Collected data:
BEGIN
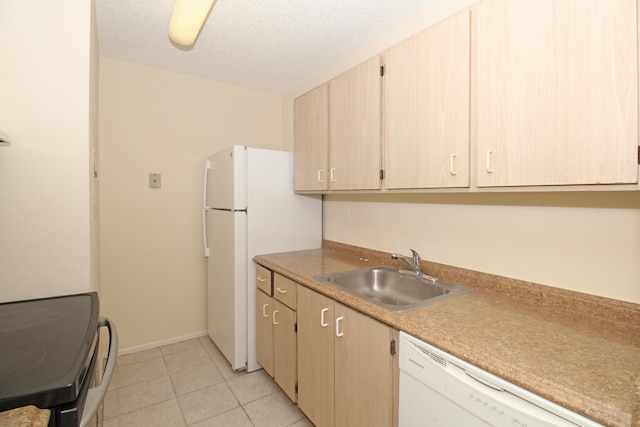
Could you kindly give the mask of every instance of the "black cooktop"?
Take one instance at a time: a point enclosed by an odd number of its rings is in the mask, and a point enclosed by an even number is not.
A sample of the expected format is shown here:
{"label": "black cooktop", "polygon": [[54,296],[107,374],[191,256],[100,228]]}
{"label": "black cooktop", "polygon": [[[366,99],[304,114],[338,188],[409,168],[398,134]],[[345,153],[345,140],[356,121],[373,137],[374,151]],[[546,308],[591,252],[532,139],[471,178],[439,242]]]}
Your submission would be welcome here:
{"label": "black cooktop", "polygon": [[73,402],[96,346],[95,292],[0,304],[0,411]]}

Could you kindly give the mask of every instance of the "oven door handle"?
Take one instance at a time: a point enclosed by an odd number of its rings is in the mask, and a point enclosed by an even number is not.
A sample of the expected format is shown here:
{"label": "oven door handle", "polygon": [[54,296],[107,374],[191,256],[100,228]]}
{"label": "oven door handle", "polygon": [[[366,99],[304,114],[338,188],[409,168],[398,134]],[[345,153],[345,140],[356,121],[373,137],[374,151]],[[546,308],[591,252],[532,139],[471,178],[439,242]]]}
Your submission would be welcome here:
{"label": "oven door handle", "polygon": [[102,380],[97,387],[89,389],[87,393],[87,401],[84,405],[84,411],[82,412],[82,420],[80,421],[80,427],[86,427],[89,425],[100,407],[104,396],[107,394],[111,377],[113,376],[113,370],[116,367],[116,359],[118,355],[118,331],[116,326],[106,317],[100,317],[98,320],[98,329],[106,327],[109,330],[109,354],[107,355],[107,366],[104,368],[104,374]]}

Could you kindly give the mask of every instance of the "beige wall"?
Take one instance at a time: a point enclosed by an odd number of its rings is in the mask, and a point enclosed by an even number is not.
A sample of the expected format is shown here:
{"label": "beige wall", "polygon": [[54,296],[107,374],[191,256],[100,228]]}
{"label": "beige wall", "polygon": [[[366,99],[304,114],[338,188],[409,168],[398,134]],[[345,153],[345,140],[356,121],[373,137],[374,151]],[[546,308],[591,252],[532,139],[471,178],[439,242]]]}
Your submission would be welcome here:
{"label": "beige wall", "polygon": [[101,295],[125,351],[206,331],[203,166],[233,144],[279,149],[281,97],[101,58]]}
{"label": "beige wall", "polygon": [[[440,1],[324,70],[283,99],[293,147],[293,99],[474,1]],[[640,192],[325,196],[324,238],[640,303]]]}
{"label": "beige wall", "polygon": [[93,22],[86,0],[0,2],[0,301],[98,287]]}

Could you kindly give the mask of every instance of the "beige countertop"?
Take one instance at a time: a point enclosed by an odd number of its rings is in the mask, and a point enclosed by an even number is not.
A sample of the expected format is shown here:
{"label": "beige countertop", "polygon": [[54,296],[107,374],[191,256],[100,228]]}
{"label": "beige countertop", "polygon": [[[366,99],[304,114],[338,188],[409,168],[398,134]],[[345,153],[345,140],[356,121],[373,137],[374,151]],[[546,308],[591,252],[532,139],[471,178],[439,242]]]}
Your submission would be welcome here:
{"label": "beige countertop", "polygon": [[259,264],[398,330],[608,426],[638,425],[640,305],[423,261],[423,271],[474,291],[393,312],[313,279],[389,254],[324,242],[259,255]]}

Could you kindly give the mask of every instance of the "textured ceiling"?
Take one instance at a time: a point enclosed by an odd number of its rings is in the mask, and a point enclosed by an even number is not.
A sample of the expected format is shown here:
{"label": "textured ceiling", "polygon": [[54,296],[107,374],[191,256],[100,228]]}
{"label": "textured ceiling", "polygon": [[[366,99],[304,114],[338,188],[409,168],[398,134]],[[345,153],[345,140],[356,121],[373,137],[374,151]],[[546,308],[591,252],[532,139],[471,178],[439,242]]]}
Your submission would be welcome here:
{"label": "textured ceiling", "polygon": [[195,45],[171,43],[174,0],[96,0],[100,55],[286,93],[436,0],[217,0]]}

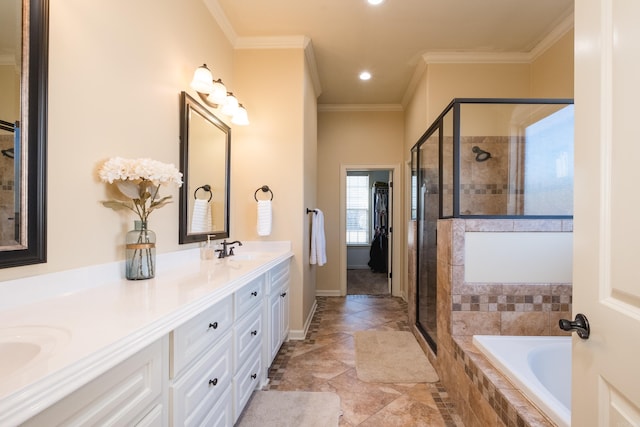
END
For every line of the data above that contains "kindly", copy that line.

Could you kindly give the mask of every instance of the "black cooktop"?
Could you kindly give the mask of every instance of the "oven door handle"?
Could you kindly give the mask of every instance of the "beige wall"?
Could you kindly give the mask of every instance of the "beige countertop"?
Could you kindly give the mask of every instance of the "textured ceiling"?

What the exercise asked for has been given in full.